**INFORMATION SUPPLIED**
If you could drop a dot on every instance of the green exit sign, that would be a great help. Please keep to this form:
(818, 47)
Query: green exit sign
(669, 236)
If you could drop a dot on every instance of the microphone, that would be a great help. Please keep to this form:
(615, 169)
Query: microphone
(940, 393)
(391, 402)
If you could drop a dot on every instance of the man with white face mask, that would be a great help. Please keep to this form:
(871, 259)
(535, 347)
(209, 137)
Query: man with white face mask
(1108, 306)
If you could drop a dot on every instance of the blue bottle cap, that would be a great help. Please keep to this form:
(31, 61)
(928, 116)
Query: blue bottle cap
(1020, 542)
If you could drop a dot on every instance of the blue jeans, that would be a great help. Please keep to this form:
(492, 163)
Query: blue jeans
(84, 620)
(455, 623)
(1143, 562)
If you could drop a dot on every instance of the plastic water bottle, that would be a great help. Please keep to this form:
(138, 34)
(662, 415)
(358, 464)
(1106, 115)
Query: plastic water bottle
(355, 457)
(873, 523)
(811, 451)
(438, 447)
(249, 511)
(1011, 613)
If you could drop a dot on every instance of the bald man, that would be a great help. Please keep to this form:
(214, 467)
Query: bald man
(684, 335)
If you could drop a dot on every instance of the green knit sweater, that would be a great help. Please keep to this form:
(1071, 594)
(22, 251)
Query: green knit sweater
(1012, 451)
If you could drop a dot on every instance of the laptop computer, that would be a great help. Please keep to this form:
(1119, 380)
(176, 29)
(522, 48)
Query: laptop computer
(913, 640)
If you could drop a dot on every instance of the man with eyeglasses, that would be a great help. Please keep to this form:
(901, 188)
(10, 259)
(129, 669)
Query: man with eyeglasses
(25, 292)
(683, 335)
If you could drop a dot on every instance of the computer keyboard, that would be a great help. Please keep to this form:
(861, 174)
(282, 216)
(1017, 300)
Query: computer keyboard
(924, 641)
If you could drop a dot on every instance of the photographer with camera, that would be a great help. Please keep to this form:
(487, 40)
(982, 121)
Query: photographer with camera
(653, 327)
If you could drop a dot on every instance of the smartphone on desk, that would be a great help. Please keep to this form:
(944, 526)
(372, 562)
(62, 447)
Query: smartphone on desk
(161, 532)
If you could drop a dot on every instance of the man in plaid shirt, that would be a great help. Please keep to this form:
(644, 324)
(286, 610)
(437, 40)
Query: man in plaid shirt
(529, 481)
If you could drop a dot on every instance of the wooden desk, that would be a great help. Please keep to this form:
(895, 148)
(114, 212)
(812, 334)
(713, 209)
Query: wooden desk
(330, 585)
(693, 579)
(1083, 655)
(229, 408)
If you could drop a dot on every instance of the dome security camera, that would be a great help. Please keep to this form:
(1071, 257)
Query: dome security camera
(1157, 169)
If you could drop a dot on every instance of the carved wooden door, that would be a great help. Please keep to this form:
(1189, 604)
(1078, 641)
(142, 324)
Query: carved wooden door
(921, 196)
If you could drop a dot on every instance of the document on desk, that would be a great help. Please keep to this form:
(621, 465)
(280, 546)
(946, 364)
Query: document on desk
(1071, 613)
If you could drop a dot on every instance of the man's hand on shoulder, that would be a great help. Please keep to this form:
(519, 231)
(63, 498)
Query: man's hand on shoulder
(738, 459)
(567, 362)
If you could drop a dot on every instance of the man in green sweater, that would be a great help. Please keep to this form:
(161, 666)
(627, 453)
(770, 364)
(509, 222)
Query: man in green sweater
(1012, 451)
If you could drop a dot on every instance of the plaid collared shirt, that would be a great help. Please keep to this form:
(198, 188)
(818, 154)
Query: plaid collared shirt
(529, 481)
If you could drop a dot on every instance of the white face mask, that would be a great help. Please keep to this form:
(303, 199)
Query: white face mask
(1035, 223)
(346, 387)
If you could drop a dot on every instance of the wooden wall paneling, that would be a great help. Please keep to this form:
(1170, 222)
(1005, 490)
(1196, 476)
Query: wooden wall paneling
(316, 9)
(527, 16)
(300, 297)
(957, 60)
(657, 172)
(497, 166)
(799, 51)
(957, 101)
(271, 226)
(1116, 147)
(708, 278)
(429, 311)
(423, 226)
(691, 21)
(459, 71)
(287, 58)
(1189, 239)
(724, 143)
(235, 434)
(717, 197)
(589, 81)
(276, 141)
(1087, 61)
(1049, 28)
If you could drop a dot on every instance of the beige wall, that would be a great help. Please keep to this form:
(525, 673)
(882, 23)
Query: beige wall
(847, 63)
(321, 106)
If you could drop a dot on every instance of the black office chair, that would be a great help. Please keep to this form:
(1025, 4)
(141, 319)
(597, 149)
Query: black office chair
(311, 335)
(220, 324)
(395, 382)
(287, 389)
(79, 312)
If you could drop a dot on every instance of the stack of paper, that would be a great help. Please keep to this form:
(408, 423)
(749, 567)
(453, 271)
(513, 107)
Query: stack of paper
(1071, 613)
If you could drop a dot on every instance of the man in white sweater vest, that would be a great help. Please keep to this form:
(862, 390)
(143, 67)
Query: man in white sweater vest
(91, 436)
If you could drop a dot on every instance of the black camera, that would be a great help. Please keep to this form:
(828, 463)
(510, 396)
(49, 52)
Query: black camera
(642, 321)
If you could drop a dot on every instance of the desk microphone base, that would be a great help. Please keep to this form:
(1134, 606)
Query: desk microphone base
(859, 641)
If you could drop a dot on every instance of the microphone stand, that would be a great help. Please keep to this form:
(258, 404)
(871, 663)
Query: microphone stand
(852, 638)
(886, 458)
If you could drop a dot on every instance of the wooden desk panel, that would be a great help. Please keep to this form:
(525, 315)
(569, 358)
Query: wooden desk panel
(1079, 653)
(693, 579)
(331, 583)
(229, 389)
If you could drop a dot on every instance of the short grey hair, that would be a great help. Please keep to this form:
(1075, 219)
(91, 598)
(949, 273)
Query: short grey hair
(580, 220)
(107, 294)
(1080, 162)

**EXERCISE GOAL**
Copy the listing from the line with "the blue bottle" up to and including the line with "(1011, 613)", multiplying each answer coordinate by 0.65 and rounding to whole numbers, with halves rounded up. Keep every request line and its sample points unchanged, and give only those lines.

**CORRECT ANSWER**
If you could drop a dot on every instance of the blue bottle cap, that would be a great help. Please keep to this form:
(31, 61)
(928, 116)
Query: blue bottle cap
(663, 352)
If you could drop a dot on every instance of the blue jeans, that would be a great help. Please keep to this form:
(492, 163)
Query: blue jeans
(55, 403)
(296, 405)
(743, 365)
If you could drop a dot on every instance of the plastic water bottle, that would be a great help. Please keep to this form:
(138, 34)
(662, 415)
(358, 464)
(1106, 115)
Query: plastic water bottle
(231, 297)
(567, 340)
(527, 293)
(285, 291)
(162, 332)
(657, 398)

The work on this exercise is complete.